PROBLEM DETAILS:
Copy out every line in the entries below that contains the word "fingernail".

DATA:
___

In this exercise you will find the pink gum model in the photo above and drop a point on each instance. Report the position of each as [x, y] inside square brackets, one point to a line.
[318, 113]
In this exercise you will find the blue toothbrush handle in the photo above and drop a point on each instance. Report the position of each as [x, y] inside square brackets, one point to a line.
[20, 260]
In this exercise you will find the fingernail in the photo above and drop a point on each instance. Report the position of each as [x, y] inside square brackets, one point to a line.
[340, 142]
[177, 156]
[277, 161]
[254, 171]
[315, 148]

___

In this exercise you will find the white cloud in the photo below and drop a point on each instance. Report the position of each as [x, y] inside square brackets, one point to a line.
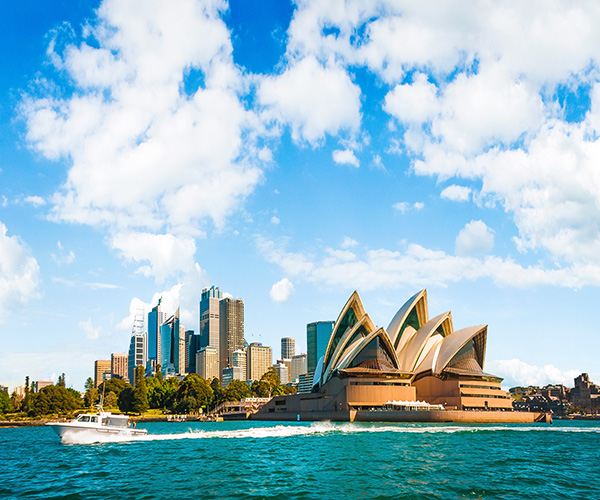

___

SOLUTION TO THIS TASK:
In this exercise you will find the fingernail in the photo above and drop a point on each instance. Report the position of each as [x, y] inside square brackets, one point to a line.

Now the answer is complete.